Records from a collection
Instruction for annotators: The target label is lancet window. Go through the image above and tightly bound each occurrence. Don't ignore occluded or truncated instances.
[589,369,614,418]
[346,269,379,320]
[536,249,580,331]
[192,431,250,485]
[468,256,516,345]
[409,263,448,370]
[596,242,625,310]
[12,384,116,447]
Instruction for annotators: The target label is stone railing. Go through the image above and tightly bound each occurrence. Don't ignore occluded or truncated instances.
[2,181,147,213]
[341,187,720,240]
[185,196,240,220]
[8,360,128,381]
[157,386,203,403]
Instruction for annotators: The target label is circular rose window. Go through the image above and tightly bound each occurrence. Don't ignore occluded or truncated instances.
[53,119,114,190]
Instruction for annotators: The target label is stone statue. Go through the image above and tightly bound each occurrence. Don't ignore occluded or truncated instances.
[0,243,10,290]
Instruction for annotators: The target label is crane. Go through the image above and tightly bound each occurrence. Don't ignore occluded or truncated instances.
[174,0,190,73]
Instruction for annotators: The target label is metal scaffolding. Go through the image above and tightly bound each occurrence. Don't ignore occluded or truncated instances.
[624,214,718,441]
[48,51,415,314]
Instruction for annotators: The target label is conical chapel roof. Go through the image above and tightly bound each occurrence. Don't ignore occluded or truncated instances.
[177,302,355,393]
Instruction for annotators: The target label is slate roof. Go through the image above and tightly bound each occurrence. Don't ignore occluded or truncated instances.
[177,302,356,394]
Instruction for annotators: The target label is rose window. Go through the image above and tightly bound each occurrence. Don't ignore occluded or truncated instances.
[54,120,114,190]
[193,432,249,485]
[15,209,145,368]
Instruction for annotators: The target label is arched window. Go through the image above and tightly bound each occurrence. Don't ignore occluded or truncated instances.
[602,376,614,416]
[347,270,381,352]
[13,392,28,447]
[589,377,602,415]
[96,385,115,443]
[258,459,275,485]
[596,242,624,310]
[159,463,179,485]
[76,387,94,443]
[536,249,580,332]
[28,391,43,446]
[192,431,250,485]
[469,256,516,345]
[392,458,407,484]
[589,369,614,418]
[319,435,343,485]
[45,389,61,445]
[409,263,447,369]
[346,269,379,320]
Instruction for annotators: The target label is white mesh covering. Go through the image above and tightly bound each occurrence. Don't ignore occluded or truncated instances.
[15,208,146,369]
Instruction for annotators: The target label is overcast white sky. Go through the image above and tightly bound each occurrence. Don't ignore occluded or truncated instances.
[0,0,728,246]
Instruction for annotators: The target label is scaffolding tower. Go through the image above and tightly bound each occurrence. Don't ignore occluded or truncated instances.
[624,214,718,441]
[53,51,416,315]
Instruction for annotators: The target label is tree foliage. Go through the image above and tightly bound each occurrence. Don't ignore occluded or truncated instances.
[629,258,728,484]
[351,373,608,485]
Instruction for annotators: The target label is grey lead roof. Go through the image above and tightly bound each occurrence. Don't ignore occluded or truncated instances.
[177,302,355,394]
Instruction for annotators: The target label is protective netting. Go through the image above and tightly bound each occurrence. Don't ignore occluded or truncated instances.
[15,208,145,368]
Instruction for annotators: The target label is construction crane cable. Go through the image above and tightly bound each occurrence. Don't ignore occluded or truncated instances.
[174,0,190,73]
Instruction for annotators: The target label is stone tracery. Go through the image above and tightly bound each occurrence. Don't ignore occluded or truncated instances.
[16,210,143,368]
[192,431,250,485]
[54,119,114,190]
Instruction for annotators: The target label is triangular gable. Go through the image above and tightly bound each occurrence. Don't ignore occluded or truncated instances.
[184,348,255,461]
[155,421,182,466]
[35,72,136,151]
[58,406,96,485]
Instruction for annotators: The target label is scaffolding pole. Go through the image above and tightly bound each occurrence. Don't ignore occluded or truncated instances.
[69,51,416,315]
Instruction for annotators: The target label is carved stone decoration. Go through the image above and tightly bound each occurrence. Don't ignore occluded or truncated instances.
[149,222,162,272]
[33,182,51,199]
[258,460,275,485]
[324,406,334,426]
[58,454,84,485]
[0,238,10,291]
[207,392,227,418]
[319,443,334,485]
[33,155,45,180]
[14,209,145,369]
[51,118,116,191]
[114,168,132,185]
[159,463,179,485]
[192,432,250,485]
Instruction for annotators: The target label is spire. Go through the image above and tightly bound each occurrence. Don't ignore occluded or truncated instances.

---

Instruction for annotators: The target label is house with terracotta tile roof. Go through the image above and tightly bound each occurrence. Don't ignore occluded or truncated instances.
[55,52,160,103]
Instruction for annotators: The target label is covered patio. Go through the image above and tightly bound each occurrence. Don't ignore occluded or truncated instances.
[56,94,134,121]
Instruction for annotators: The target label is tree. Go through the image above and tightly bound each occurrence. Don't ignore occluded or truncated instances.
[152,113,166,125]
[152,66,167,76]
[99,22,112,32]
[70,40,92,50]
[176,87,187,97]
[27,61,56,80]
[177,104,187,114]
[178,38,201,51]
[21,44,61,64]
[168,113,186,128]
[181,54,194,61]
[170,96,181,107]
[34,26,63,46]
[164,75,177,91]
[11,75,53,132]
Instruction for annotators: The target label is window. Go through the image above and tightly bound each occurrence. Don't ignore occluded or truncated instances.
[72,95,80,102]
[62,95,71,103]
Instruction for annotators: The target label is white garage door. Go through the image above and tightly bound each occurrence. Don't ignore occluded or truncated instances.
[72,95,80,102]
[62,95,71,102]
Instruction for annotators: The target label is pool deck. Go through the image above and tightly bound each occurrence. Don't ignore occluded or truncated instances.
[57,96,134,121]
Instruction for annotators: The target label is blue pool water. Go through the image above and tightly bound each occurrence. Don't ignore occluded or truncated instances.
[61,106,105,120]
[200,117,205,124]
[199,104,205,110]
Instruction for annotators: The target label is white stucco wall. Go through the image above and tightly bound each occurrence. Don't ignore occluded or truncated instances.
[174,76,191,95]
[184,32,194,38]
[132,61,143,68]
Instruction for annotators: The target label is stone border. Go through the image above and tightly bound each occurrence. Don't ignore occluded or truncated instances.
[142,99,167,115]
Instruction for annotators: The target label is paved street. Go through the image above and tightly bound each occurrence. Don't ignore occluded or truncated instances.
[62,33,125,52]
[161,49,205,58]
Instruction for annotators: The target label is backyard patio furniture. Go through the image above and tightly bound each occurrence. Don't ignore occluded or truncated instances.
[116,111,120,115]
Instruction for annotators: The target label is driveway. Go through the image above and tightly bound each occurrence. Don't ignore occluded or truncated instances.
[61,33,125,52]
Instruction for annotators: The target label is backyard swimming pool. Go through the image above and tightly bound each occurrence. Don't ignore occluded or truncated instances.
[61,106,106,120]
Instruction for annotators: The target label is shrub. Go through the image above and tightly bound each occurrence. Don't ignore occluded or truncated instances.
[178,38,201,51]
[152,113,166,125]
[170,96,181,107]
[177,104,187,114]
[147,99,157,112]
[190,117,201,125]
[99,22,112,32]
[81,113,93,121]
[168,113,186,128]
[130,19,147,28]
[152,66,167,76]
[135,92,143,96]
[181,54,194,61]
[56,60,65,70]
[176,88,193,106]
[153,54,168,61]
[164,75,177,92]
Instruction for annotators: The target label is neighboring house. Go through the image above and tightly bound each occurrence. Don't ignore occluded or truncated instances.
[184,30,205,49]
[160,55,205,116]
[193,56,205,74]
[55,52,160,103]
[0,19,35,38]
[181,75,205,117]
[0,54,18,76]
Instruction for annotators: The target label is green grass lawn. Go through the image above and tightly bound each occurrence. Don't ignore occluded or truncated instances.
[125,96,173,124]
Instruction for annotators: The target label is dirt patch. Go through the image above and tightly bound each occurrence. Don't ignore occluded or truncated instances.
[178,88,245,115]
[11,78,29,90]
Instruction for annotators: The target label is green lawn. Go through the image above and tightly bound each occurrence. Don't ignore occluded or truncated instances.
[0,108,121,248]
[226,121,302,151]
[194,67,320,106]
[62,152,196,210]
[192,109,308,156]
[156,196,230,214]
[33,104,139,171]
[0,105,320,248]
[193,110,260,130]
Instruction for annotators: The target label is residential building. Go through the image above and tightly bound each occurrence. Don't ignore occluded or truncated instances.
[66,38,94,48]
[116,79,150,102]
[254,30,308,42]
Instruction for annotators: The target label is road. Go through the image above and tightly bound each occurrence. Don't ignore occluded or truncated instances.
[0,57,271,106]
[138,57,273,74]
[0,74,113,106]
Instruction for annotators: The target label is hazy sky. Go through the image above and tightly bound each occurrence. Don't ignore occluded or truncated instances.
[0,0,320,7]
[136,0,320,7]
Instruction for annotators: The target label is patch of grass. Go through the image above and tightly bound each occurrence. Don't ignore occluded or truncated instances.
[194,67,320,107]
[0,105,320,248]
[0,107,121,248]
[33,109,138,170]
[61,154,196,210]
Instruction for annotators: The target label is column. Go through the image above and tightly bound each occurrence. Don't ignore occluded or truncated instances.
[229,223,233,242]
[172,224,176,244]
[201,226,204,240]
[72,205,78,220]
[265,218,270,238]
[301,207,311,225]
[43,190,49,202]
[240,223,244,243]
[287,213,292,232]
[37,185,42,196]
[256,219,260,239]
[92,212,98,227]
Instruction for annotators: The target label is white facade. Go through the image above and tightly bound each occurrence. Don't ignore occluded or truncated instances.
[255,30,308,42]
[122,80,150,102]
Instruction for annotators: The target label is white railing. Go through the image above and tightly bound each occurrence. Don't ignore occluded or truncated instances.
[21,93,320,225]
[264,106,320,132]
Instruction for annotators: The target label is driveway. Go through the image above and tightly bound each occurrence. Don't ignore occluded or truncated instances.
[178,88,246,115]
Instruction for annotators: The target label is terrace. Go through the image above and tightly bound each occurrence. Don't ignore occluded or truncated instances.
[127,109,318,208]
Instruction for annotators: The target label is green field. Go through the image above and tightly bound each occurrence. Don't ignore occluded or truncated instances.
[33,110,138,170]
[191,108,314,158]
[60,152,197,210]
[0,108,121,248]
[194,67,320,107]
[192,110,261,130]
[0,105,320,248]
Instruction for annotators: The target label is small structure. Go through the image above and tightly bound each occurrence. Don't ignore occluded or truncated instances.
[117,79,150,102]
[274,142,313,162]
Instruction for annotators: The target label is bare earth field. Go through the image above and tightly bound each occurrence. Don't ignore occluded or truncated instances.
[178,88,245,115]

▸ **Problem statement**:
Copy out every line from the one containing "Instruction for annotators: The target label is carved" through the one containing "[192,432,250,485]", leaving the request lines as they are. Multiply each bounding-box coordinate by 1.65 and round to whole numbers, with halves rounding up.

▸ **Result**:
Instruction for annotators: The target label is carved stone decoration. Go through the image above and tightly bound each occurrence. Don't ignore occluded or truncated instances.
[246,366,267,449]
[54,300,84,328]
[426,759,454,800]
[535,670,551,703]
[96,749,139,800]
[0,393,17,480]
[342,647,375,690]
[526,731,551,800]
[54,256,74,297]
[23,345,239,609]
[84,195,191,315]
[188,277,218,305]
[262,764,295,800]
[317,713,413,800]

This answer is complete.